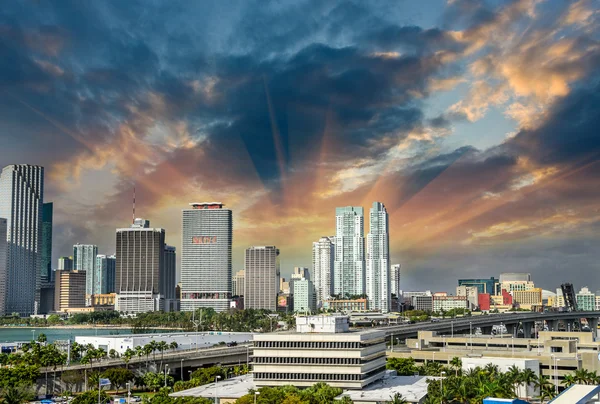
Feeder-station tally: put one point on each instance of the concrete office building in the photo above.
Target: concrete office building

* * *

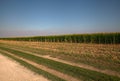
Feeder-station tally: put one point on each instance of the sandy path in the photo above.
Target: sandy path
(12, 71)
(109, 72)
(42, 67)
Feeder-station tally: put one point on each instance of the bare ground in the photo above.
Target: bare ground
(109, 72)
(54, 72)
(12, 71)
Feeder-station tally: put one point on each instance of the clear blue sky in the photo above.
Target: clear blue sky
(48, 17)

**Exercise directions:** Repeat the part of the lines above that opens with the line containing "building in the photo above." and closes with the line containing "Target: concrete office building", including both of those lines.

**Solution for this exercise:**
Feeder-station tally: put one point on each instance of the concrete office building in the photo above.
Target: concrete office building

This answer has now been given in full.